BEGIN THE DATA

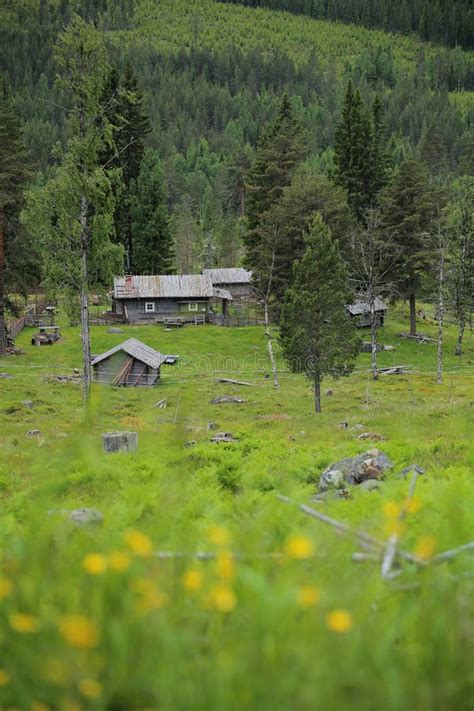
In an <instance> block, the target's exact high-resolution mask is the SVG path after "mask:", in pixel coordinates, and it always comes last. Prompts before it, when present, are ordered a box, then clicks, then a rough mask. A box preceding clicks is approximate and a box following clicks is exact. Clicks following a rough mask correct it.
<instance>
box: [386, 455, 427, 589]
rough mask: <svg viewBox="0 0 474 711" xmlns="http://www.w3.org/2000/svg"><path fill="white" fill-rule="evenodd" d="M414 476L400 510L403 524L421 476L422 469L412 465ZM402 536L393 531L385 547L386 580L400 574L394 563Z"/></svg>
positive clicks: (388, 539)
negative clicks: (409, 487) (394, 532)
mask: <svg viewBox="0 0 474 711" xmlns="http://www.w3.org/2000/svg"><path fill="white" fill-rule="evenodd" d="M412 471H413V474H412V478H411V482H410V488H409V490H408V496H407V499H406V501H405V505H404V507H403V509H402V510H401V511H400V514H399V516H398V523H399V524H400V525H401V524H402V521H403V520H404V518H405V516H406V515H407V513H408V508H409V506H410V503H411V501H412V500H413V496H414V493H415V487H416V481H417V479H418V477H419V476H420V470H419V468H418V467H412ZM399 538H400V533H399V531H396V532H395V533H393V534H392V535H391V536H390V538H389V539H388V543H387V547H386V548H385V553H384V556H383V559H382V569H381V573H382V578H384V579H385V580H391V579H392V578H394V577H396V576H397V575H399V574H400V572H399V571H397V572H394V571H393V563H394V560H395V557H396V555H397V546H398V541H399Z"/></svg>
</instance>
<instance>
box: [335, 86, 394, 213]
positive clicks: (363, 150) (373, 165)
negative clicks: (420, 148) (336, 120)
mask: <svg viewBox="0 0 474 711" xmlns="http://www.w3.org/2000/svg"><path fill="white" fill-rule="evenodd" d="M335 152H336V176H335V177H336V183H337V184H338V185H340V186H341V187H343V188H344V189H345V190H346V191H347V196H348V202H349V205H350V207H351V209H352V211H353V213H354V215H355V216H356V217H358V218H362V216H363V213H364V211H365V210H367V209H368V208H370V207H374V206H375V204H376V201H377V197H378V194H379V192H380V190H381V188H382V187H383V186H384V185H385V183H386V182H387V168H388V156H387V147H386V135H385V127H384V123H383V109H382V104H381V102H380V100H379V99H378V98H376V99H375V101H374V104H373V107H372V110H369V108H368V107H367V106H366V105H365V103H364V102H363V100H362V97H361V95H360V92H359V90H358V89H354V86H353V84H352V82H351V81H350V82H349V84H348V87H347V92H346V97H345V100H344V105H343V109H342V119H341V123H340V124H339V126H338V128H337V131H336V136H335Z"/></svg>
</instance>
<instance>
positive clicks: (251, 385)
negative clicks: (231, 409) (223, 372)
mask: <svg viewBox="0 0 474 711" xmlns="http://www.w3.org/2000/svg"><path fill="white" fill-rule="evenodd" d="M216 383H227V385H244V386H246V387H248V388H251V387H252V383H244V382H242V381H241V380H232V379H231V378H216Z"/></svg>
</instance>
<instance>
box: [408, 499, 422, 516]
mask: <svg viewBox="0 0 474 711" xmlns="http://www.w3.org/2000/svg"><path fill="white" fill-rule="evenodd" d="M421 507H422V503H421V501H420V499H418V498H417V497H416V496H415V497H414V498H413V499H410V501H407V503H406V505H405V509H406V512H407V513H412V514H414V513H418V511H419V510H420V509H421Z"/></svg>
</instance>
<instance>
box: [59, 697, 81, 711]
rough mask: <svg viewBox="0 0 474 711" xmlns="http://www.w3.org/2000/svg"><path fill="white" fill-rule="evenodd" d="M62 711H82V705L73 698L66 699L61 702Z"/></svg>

END THE DATA

# WHAT YOU NEED TO DO
Rewrite all of the material with every "negative clicks" changed to "excluded points" and everything else left as it is. Don't include the pictures.

# SOLVED EXERCISE
In an <instance> block, the target's exact high-resolution mask is the SVG path after "mask:", in pixel coordinates, and it always comes last. Prompts before it, when present, are ordered a box, then clicks, then a rough mask. A box preceding clicks is approximate and a box following clicks is exact. Clicks following a rough mask correct it.
<instance>
box: [386, 455, 427, 589]
rough mask: <svg viewBox="0 0 474 711" xmlns="http://www.w3.org/2000/svg"><path fill="white" fill-rule="evenodd" d="M414 476L400 510L403 524L421 476L422 469L412 465ZM402 536L393 531L385 547L386 580L400 574L394 563Z"/></svg>
positive clicks: (388, 539)
excluded points: (409, 487) (394, 532)
mask: <svg viewBox="0 0 474 711" xmlns="http://www.w3.org/2000/svg"><path fill="white" fill-rule="evenodd" d="M412 471H413V474H412V478H411V482H410V488H409V490H408V496H407V499H406V501H405V505H404V507H403V509H402V510H401V511H400V514H399V516H398V523H399V524H400V525H401V524H402V521H403V520H404V518H405V516H406V515H407V513H408V508H409V506H410V503H411V501H412V500H413V496H414V493H415V487H416V481H417V479H418V477H419V476H420V470H419V468H418V467H412ZM399 538H400V533H399V531H396V532H395V533H393V534H392V535H391V536H390V538H389V539H388V543H387V547H386V548H385V553H384V556H383V559H382V569H381V573H382V578H384V579H385V580H391V579H392V578H394V577H396V576H397V575H399V574H400V572H399V571H397V572H394V571H393V563H394V560H395V557H396V555H397V546H398V541H399Z"/></svg>
</instance>
<instance>
box: [335, 86, 394, 213]
positive clicks: (363, 150) (373, 165)
excluded points: (420, 148) (336, 120)
mask: <svg viewBox="0 0 474 711" xmlns="http://www.w3.org/2000/svg"><path fill="white" fill-rule="evenodd" d="M335 152H336V176H335V177H336V183H337V184H338V185H340V186H341V187H343V188H344V189H345V190H346V191H347V196H348V202H349V205H350V207H351V209H352V211H353V213H354V215H355V216H356V217H358V218H362V216H363V213H364V211H365V210H367V209H368V208H370V207H374V206H375V204H376V201H377V197H378V194H379V192H380V190H381V188H382V187H383V186H384V185H385V183H386V182H387V168H388V156H387V147H386V135H385V127H384V123H383V109H382V104H381V102H380V100H379V99H378V98H376V99H375V101H374V104H373V107H372V110H369V108H368V107H367V106H366V105H365V103H364V102H363V100H362V97H361V95H360V92H359V90H358V89H354V86H353V84H352V82H351V81H350V82H349V84H348V87H347V92H346V97H345V100H344V105H343V109H342V119H341V123H340V124H339V126H338V128H337V131H336V136H335Z"/></svg>
</instance>
<instance>
positive clicks: (251, 385)
excluded points: (231, 409) (223, 372)
mask: <svg viewBox="0 0 474 711" xmlns="http://www.w3.org/2000/svg"><path fill="white" fill-rule="evenodd" d="M216 383H227V385H244V386H246V387H248V388H251V387H252V383H244V382H242V381H241V380H232V379H231V378H216Z"/></svg>
</instance>
<instance>
box: [408, 499, 422, 516]
mask: <svg viewBox="0 0 474 711" xmlns="http://www.w3.org/2000/svg"><path fill="white" fill-rule="evenodd" d="M421 507H422V503H421V501H420V499H418V498H417V497H416V496H415V497H414V498H413V499H410V501H407V503H406V505H405V509H406V512H407V513H412V514H414V513H418V511H419V510H420V509H421Z"/></svg>
</instance>
<instance>
box: [59, 697, 81, 711]
rough mask: <svg viewBox="0 0 474 711" xmlns="http://www.w3.org/2000/svg"><path fill="white" fill-rule="evenodd" d="M62 711H82V705L73 698L66 699L61 702Z"/></svg>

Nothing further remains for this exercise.